**REQUEST**
In the bug report below, rewrite the paragraph that begins "I have pydns-2.3.4" as a short bulleted list that keeps its main facts.

[start PASSAGE TO READ]

#8 DNS failure (race condition?)

closed-fixed
nobody
None
7
2011-07-21
2011-03-16
aditsu
No

I have pydns-2.3.4 and I noticed some DNS failures when using an SPF mail filter.
I debugged the problem and found out that this instruction:
print DNS.DnsRequest("imsavscan.netvigator.com", qtype="A", server=['8.8.8.8'], protocol='tcp', timeout=300).req().answers
throws DNS.Base.DNSError: EOF, and occasionally DNS.Base.DNSError: no working nameservers found
and occasionally (seldom) even works.
It always seems to work when I step through it in debug.

Discussion

  • aditsu

    aditsu - 2011-03-16

    I'm raising the priority because resolution failure and the related email rejection (from spf) are serious issues.

     
  • aditsu

    aditsu - 2011-03-16
    • priority: 5 --> 7
     
  • aditsu

    aditsu - 2011-03-16

    Even with server=['127.0.0.1'], it sometimes throws DNS.Base.DNSError: no working nameservers found
    (I have dnsmasq running on my computer)

     
  • Scott Kitterman

    Scott Kitterman - 2011-03-16

    What O/S and version and what Python version are you using? Is it's distributed through a Linux distro,,which one?

[end PASSAGE TO READ]
[start DATA LINES]

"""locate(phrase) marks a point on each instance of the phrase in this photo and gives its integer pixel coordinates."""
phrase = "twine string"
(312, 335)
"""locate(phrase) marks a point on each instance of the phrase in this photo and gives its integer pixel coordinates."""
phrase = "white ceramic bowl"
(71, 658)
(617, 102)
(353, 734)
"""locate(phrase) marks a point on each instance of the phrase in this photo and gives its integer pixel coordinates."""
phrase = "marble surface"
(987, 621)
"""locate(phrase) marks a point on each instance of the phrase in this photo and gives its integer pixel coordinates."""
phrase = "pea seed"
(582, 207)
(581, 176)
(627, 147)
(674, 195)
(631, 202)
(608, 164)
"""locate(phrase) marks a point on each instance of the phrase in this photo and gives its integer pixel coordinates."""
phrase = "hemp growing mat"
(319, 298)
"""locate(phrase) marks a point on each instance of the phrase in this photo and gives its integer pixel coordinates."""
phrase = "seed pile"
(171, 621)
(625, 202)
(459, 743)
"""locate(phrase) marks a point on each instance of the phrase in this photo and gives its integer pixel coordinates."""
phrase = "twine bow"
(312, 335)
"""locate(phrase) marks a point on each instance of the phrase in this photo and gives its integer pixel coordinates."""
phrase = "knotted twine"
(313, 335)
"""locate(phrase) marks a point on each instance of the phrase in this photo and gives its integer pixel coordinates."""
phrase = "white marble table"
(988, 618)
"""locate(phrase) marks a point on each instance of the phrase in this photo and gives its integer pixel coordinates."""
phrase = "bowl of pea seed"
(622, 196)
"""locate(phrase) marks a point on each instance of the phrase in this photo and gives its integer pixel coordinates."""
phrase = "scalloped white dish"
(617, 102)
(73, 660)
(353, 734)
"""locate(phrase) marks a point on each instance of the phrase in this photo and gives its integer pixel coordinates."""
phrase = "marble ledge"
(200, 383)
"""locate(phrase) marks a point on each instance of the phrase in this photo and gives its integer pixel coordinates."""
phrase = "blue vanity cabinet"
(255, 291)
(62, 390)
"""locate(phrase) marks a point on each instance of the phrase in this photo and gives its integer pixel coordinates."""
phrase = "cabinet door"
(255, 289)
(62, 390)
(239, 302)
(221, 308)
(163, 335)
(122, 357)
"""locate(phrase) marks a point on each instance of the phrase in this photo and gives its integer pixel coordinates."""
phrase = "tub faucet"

[end DATA LINES]

**FULL ANSWER**
- With pydns-2.3.4, DNS failures showed up while using an SPF mail filter.
- Debugging traced the problem to a DNS.DnsRequest call for "imsavscan.netvigator.com" (qtype "A", server 8.8.8.8, protocol tcp, timeout 300).
- The call throws DNS.Base.DNSError: EOF, occasionally DNS.Base.DNSError: no working nameservers found, and seldom works.
- It always seems to work when stepped through in debug.